**REQUIREMENT:** Turn the rows, starting with the line containing "on the canopy" and going on through the line containing "[1013, 377]", into a two-column CSV with the headers "prompt" and "reply" and one line per row. Put each row's text and its answer in one quoted field apiece, replacing line breaks with spaces.

**INPUT:**
** Start **

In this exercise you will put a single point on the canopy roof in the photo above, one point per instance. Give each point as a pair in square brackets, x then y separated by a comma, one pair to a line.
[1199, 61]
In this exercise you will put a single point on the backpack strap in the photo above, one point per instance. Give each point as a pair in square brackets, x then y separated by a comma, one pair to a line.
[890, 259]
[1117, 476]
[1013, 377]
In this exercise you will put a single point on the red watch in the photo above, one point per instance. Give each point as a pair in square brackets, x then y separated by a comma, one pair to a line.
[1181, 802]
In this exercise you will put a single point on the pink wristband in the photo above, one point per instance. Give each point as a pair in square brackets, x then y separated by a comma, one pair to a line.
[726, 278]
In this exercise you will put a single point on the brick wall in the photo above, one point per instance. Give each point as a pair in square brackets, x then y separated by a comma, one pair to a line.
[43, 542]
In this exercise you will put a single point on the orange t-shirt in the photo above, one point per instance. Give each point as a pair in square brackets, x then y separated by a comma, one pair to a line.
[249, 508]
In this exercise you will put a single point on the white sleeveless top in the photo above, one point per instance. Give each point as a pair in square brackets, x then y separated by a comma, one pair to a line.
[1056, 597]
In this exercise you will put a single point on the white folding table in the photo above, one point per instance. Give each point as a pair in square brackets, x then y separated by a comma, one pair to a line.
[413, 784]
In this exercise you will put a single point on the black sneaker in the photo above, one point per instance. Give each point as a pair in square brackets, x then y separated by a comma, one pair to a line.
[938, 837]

** End **
** Start **

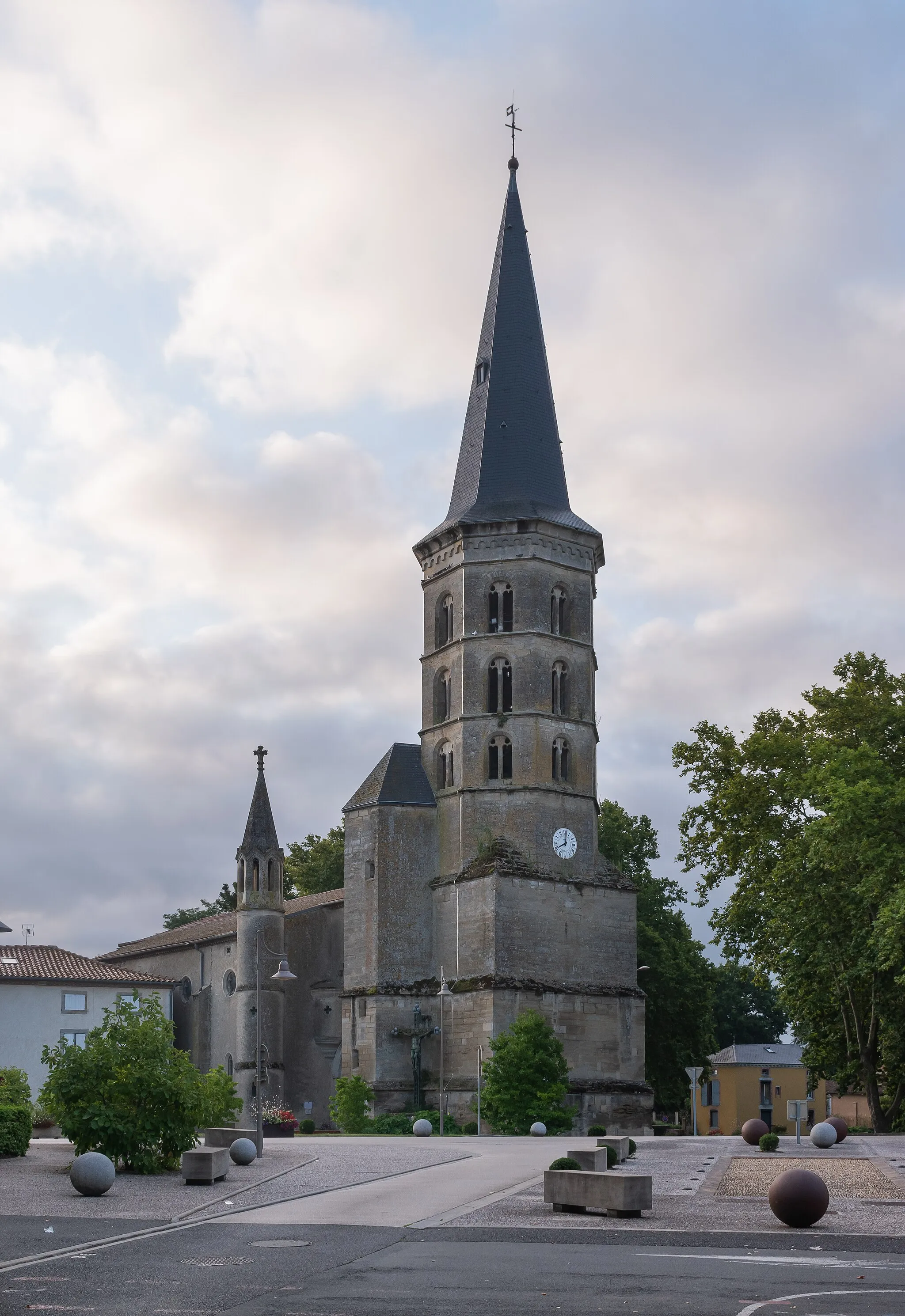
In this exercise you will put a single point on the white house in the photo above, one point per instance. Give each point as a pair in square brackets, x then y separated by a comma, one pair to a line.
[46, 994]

** End **
** Start **

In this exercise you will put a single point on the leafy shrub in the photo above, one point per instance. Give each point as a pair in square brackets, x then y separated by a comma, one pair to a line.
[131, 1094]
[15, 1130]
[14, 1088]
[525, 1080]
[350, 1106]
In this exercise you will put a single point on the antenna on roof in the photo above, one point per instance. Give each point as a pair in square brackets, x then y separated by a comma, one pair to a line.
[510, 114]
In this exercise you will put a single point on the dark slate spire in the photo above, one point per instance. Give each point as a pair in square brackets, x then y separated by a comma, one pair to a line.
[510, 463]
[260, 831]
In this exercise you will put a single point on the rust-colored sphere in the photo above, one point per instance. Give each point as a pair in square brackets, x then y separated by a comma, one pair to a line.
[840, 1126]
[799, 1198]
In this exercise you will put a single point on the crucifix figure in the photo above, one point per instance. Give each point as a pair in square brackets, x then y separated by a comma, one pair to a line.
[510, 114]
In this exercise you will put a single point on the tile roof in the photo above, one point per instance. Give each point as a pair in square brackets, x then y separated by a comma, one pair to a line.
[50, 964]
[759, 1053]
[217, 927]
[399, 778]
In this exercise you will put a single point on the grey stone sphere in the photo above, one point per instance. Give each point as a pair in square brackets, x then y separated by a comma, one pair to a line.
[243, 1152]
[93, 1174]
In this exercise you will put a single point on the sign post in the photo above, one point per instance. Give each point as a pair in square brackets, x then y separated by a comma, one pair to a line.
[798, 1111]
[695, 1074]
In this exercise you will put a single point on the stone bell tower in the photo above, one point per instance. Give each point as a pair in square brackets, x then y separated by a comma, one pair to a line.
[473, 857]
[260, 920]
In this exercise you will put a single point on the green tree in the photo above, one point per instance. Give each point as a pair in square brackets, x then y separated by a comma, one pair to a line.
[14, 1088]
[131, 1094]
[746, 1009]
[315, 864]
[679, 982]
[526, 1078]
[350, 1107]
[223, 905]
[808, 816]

** End **

**EXERCISE RESPONSE:**
prompt,reply
"In this exercise you will put a single point on the canopy roof in the photo above, one point per instance. Give each point as a pair in square brackets, x then y separated by a comma, one pair to a line.","[1199, 61]"
"In this exercise you will put a single point on the backpack strap in the photo above, one point per instance. Give each point as a pair in square brackets, x then y separated by a comma, one pair to a line.","[890, 259] [1117, 476] [1013, 377]"